Aim = Count how many lines in the rows below contain the string "coordinates", matching case exactly. Reply with the number only.

Excerpted records =
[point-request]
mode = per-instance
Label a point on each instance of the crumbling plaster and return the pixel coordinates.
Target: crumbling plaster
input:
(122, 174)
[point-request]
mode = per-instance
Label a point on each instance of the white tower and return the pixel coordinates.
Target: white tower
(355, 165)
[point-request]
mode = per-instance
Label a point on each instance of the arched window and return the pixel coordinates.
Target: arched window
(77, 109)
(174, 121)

Response = 3